Repeat the lines below word for word, beginning with the line that contains "Where can you find the wooden" and ending with the line that contains "pixel 77 109", both of those lines included.

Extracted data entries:
________
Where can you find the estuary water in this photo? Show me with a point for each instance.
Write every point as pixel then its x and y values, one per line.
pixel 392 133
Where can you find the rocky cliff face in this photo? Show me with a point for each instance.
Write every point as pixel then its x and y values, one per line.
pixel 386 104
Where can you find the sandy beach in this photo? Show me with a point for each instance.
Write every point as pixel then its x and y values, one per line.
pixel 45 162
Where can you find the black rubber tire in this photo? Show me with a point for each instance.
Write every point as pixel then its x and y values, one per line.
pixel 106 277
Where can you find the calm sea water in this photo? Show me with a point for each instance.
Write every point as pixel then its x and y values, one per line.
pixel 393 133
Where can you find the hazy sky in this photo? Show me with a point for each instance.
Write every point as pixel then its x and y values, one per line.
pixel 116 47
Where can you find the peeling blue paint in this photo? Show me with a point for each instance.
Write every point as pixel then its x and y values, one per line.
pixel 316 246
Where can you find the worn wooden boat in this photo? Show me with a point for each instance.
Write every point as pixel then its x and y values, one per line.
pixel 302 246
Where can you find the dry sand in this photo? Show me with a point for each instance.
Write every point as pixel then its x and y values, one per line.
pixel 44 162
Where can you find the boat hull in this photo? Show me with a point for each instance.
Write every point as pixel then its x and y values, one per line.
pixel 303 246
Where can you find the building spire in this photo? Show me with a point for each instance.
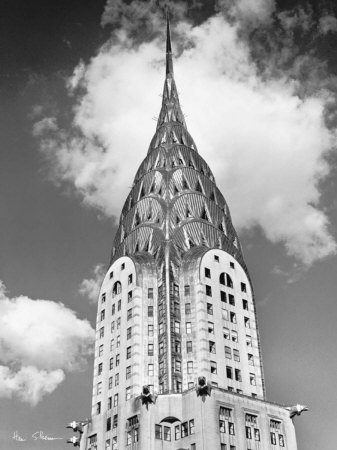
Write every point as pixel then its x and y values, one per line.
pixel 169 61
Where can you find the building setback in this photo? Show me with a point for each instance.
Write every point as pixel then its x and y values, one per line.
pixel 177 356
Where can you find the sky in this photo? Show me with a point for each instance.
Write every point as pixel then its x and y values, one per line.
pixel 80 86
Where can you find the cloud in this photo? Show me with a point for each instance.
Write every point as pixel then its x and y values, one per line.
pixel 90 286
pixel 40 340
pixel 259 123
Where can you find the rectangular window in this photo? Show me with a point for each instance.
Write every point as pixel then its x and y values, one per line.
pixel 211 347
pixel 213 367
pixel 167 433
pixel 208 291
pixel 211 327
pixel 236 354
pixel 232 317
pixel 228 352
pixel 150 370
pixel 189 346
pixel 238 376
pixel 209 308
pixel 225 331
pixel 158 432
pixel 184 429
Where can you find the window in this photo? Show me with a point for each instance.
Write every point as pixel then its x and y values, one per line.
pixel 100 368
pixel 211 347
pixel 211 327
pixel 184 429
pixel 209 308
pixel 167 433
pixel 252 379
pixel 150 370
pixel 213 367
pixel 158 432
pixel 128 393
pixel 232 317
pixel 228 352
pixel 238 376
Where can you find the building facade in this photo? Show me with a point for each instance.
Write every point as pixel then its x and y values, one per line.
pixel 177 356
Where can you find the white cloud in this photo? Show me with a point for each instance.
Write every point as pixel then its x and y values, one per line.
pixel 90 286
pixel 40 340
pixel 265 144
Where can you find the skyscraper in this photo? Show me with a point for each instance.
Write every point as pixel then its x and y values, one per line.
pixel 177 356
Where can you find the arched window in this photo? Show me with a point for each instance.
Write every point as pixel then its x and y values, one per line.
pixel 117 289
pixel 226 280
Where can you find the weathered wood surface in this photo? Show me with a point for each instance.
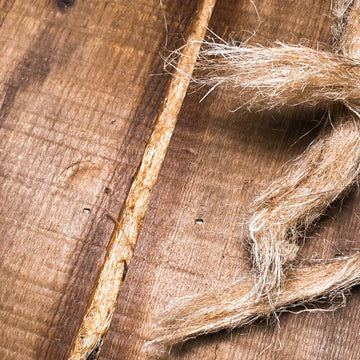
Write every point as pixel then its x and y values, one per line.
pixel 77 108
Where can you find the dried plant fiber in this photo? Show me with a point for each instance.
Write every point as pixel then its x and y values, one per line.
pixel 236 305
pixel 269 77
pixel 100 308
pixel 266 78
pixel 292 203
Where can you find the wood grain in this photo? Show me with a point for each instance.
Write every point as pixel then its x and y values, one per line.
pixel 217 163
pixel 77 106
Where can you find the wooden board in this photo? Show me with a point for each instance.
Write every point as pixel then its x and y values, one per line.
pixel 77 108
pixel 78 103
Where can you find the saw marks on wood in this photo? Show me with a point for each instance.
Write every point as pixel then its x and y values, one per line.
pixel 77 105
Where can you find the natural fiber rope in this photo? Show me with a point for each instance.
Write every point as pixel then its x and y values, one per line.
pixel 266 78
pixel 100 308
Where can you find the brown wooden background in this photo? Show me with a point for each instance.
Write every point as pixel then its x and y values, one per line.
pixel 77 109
________
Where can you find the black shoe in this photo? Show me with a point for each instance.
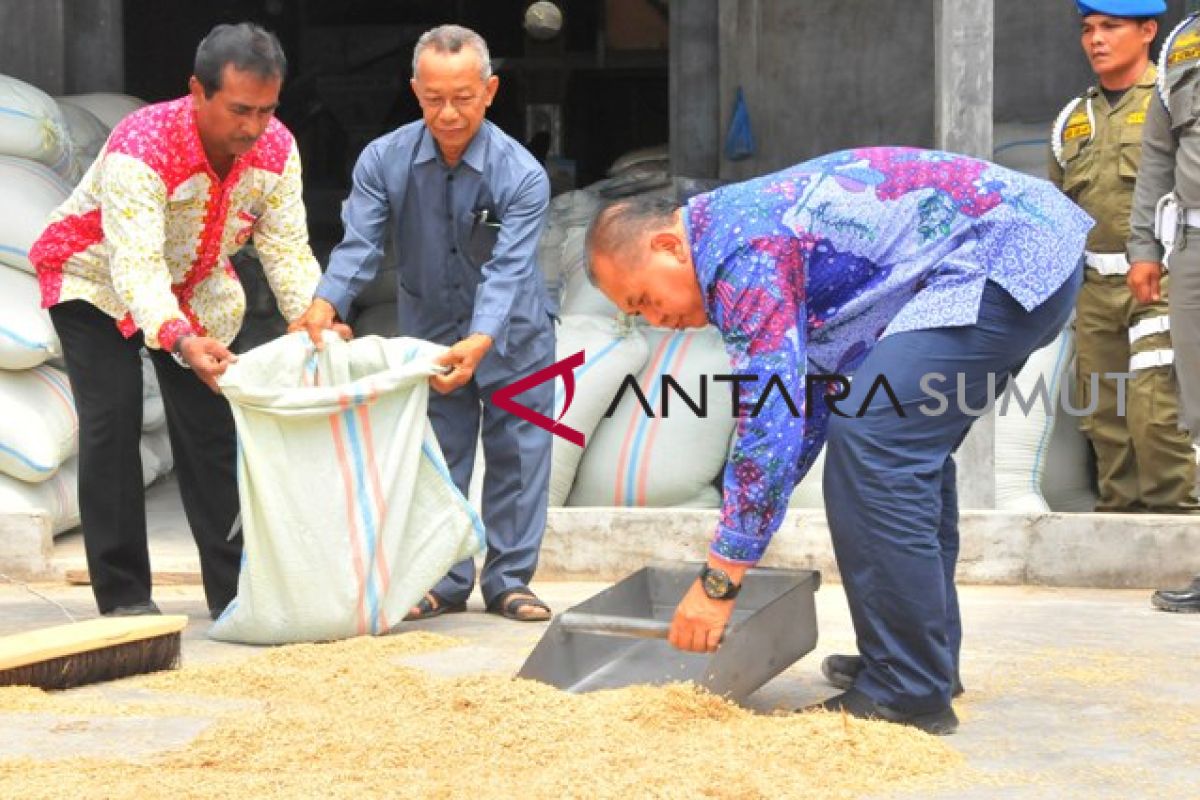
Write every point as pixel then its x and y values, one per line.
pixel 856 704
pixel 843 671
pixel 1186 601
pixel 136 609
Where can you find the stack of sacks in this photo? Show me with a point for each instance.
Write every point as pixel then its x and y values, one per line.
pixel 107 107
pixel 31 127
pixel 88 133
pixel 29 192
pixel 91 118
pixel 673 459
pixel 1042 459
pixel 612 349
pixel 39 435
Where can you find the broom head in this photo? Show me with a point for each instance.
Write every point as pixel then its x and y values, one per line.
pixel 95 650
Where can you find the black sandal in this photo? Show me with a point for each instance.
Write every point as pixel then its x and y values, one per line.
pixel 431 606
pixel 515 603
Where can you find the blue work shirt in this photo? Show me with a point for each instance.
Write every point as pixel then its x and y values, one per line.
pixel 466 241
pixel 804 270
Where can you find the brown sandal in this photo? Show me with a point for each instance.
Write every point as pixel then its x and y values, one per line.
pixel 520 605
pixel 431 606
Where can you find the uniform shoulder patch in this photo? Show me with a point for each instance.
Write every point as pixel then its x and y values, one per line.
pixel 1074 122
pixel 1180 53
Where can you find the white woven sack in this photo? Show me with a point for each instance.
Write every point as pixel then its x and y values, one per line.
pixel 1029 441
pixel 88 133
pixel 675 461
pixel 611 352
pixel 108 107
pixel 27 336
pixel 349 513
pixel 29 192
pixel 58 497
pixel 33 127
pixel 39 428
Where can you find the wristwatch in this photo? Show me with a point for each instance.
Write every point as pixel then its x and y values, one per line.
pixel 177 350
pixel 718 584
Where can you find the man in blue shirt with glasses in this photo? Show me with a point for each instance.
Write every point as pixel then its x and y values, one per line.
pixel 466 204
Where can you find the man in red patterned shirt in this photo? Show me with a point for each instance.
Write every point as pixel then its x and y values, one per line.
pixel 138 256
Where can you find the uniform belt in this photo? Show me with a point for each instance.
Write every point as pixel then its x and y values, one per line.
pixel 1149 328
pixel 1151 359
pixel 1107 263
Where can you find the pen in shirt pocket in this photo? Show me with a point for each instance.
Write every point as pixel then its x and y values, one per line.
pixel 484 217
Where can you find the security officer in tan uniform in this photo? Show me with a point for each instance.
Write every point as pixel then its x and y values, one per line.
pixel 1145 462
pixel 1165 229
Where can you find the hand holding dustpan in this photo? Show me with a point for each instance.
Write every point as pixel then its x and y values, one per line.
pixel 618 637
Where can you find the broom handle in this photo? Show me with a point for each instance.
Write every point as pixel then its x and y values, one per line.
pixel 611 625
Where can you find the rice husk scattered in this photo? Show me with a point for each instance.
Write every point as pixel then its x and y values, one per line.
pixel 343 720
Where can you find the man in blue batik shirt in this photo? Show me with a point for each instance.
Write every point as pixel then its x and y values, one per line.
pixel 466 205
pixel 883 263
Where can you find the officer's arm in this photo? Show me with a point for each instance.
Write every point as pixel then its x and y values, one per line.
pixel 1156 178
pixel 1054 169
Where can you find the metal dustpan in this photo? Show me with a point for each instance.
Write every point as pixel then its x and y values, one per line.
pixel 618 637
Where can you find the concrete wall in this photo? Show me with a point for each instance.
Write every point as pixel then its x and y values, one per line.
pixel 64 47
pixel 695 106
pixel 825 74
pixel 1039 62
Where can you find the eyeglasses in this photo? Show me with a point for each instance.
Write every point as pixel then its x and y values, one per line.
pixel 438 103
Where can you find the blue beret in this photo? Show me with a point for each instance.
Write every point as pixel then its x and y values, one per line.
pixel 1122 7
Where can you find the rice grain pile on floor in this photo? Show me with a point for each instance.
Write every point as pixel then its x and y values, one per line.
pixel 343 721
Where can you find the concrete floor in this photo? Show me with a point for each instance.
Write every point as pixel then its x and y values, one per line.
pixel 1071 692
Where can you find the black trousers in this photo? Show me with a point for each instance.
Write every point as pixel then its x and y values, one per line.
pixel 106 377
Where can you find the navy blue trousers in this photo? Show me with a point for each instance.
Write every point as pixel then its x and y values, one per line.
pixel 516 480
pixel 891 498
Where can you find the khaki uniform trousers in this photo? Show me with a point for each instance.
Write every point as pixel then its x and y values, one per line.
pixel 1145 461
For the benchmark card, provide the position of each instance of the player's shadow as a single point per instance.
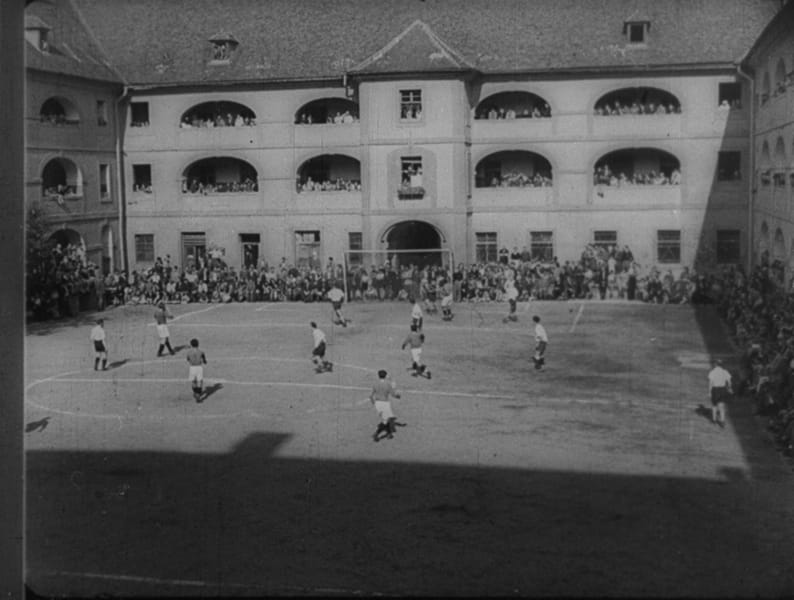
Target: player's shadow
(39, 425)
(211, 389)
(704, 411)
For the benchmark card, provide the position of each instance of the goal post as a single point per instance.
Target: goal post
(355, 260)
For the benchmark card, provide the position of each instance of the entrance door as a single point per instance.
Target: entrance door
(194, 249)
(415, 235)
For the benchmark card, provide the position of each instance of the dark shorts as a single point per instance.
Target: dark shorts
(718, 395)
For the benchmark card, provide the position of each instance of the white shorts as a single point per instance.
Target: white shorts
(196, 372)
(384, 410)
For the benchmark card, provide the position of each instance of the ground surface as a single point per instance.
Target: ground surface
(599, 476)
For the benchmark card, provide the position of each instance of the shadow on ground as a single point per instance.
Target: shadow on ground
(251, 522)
________
Full answer:
Where can you find the wooden board in this photo? Show me with a point for each instance.
Write every point as pixel then its x and y values, one per line.
pixel 77 108
pixel 78 103
Where can you find the saw marks on wood in this photo? Show me with a point for each instance.
Write every point as pixel then its x and y values, one per line.
pixel 77 105
Where can you find the natural fiber rope in this photo? Show me with a point for each instance.
Write every point as pixel then its x and y values, one per line.
pixel 266 78
pixel 100 308
Where can you find the brown wooden background in this photo? Show me with a point for each instance.
Write every point as pixel then its x and y values, one per line.
pixel 77 109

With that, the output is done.